To my father’s and my generation, these men were heroes, because they weren’t afraid to stand up against the unjust system that kept us in a second class citizen category. My father came back from WWII, having helped re-wire Nagasaki, and was unable to get employment as an electrician because he wasn’t allowed in the union, solely on the basis of his race. Malcom and Muhammad actively, publicly, said, “No.  We’re not going to take this treatment anymore.” Even if you didn’t agree with everything they stood for, you had to admit that they had courage and integrity.

Yes, they embraced Islam. They were looking for a more genuine faith experience and at that time, there were no Orthodox people reaching out to evangelize them and bring them to the true faith, even in an era in which we had Saints walking the streets of North America. Consider that Islam was an alternative to segregated Christianity. Malcom had to go to Mecca to see the diversity of races in one faith community, and he was blown away when he did. Certainly, he wouldn’t have found this at home. Who knows in what direction his profound belief in God would have taken him had he not been murdered? In spite of what some think, he was not a thuggish, terroristic figure, but rather a man who spoke his mind in a day where most African American men, while they probably agreed with what Malcolm said, stayed tight-lipped and subservient. Malcolm was the classic “uppity Negro.”

# Data lines
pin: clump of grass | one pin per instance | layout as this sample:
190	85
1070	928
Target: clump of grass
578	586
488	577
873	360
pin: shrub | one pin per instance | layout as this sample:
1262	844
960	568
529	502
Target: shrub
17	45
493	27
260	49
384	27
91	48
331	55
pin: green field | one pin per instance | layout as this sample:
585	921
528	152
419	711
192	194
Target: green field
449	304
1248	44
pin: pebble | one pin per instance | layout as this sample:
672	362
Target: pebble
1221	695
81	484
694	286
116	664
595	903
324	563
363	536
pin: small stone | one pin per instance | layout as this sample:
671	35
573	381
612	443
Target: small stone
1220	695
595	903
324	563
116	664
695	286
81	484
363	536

# Given request
Print the entire passage about Malcolm and Muhammad again, word for word, with nothing altered.

# Answer in full
To my father’s and my generation, these men were heroes, because they weren’t afraid to stand up against the unjust system that kept us in a second class citizen category. My father came back from WWII, having helped re-wire Nagasaki, and was unable to get employment as an electrician because he wasn’t allowed in the union, solely on the basis of his race. Malcom and Muhammad actively, publicly, said, “No.  We’re not going to take this treatment anymore.” Even if you didn’t agree with everything they stood for, you had to admit that they had courage and integrity.

Yes, they embraced Islam. They were looking for a more genuine faith experience and at that time, there were no Orthodox people reaching out to evangelize them and bring them to the true faith, even in an era in which we had Saints walking the streets of North America. Consider that Islam was an alternative to segregated Christianity. Malcom had to go to Mecca to see the diversity of races in one faith community, and he was blown away when he did. Certainly, he wouldn’t have found this at home. Who knows in what direction his profound belief in God would have taken him had he not been murdered? In spite of what some think, he was not a thuggish, terroristic figure, but rather a man who spoke his mind in a day where most African American men, while they probably agreed with what Malcolm said, stayed tight-lipped and subservient. Malcolm was the classic “uppity Negro.”